Selected excerpt:

Women power in Vir village to bring education, healthcare
Posted by Página do Microcrédito em 24 julho, 2007
Pune, July 23: Alka Dhumal’s farmer husband uses a fertilizer made in his own backyard, a skill he learnt from the do-it-yourself book housed in the modest library started in Purandar district’s Vir village, a year ago. Swati Kshirsagar, who started with a flour mill progressed to a cloth shop. These are success stories from a village that grapples with a host of problems— bad roads, a collpased bridge, poor educatin facilities.
Vir, nearly 65 km from Pune, has a population of 7,000 people and 85 self-help groups (SGHs) started with some push from city-based Helpo Foundation that has helped village women financially. The founder, visually-challenged Abdul Salam, who has already helped kickstart 2,500 SGHs in five districts of Maharashtra, has floated this venture in Vir to bring about holistic rural development.

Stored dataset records
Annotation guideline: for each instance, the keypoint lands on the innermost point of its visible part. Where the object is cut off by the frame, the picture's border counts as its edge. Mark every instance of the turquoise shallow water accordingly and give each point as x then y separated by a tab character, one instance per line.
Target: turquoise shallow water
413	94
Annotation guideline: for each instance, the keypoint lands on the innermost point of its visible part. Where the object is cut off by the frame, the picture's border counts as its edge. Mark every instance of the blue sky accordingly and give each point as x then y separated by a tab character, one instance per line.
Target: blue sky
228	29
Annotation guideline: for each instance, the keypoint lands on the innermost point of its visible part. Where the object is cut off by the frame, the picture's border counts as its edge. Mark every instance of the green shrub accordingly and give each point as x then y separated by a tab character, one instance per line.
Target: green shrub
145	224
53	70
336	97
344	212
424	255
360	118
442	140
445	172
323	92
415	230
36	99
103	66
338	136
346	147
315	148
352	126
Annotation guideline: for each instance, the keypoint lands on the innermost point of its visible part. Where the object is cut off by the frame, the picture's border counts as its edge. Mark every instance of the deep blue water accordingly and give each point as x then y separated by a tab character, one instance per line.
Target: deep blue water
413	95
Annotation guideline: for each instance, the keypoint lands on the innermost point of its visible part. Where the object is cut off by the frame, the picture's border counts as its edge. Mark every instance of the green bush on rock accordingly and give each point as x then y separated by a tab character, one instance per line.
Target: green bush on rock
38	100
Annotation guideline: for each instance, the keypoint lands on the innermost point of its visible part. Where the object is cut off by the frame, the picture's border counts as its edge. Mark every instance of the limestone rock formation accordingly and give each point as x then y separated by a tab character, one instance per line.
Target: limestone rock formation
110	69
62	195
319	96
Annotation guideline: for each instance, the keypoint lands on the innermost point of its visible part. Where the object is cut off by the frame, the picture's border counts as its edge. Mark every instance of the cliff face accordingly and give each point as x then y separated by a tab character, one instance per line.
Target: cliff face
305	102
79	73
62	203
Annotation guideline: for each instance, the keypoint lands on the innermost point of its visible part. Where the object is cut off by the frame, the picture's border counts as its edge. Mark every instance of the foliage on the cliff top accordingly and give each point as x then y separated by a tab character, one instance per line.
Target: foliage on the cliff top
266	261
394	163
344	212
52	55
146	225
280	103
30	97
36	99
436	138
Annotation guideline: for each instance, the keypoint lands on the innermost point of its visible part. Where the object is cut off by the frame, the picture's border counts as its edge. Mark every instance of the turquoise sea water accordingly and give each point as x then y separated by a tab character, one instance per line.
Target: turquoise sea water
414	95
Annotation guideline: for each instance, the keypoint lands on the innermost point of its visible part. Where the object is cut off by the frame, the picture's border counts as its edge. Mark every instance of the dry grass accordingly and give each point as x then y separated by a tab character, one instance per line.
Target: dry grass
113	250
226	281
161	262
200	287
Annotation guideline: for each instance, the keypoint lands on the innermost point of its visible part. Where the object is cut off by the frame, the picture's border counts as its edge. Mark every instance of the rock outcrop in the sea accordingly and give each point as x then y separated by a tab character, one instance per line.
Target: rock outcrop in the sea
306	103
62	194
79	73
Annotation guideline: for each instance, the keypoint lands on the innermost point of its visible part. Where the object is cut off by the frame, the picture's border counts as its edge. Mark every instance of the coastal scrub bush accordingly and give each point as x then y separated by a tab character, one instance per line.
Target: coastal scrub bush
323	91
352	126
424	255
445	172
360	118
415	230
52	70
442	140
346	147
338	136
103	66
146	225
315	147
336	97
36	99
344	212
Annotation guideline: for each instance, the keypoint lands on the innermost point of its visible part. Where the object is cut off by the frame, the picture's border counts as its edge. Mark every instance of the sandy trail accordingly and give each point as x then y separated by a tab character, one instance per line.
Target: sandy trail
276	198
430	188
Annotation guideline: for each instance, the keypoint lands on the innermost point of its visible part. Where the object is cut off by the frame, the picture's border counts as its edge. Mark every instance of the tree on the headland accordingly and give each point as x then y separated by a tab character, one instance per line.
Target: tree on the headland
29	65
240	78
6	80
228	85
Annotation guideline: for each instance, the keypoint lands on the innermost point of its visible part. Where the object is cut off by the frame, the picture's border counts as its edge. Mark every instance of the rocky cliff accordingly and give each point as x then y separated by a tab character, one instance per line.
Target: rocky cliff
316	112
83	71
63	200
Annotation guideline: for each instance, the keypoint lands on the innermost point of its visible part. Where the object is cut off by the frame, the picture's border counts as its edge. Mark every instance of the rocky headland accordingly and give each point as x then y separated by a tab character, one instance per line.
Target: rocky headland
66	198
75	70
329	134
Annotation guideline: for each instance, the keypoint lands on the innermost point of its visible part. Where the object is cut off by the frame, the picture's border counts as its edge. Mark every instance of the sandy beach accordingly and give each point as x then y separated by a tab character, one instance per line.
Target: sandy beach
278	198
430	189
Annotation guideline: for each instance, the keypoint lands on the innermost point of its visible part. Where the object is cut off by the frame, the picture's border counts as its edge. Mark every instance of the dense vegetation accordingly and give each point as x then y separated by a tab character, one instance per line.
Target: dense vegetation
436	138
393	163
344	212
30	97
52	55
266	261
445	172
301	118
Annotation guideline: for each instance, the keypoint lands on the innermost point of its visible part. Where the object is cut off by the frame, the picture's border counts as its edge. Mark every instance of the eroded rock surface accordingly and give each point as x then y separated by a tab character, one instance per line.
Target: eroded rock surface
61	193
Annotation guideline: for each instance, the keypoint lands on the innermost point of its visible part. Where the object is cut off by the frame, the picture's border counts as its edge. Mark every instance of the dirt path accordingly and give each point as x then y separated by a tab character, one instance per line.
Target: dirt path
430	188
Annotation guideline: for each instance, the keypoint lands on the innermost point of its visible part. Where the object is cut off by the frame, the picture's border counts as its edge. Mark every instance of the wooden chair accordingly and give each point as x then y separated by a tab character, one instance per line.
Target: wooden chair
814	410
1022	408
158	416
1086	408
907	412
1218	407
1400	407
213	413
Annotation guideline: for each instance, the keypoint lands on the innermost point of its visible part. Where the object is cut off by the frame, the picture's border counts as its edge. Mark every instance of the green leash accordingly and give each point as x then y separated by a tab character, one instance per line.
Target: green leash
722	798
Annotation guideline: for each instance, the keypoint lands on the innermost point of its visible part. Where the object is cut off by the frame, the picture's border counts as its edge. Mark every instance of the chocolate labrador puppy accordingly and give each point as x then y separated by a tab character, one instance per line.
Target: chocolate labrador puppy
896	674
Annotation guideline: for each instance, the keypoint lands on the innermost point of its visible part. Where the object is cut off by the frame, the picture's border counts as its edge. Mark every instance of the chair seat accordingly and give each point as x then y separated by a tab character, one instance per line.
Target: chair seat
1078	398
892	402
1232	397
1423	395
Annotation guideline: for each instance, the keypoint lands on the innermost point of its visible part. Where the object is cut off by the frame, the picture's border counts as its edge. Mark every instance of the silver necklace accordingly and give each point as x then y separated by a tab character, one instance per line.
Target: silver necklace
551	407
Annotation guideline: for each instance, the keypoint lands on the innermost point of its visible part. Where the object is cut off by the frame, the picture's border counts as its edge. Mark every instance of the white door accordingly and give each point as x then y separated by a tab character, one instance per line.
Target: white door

What you have to do: Return the full article on women's self-help groups in Vir village, reproduced word for word. These records were taken from a separate source and are unrelated to the article.

Result of this task:
Women power in Vir village to bring education, healthcare
Posted by Página do Microcrédito em 24 julho, 2007
Pune, July 23: Alka Dhumal’s farmer husband uses a fertilizer made in his own backyard, a skill he learnt from the do-it-yourself book housed in the modest library started in Purandar district’s Vir village, a year ago. Swati Kshirsagar, who started with a flour mill progressed to a cloth shop. These are success stories from a village that grapples with a host of problems— bad roads, a collpased bridge, poor educatin facilities.
Vir, nearly 65 km from Pune, has a population of 7,000 people and 85 self-help groups (SGHs) started with some push from city-based Helpo Foundation that has helped village women financially. The founder, visually-challenged Abdul Salam, who has already helped kickstart 2,500 SGHs in five districts of Maharashtra, has floated this venture in Vir to bring about holistic rural development.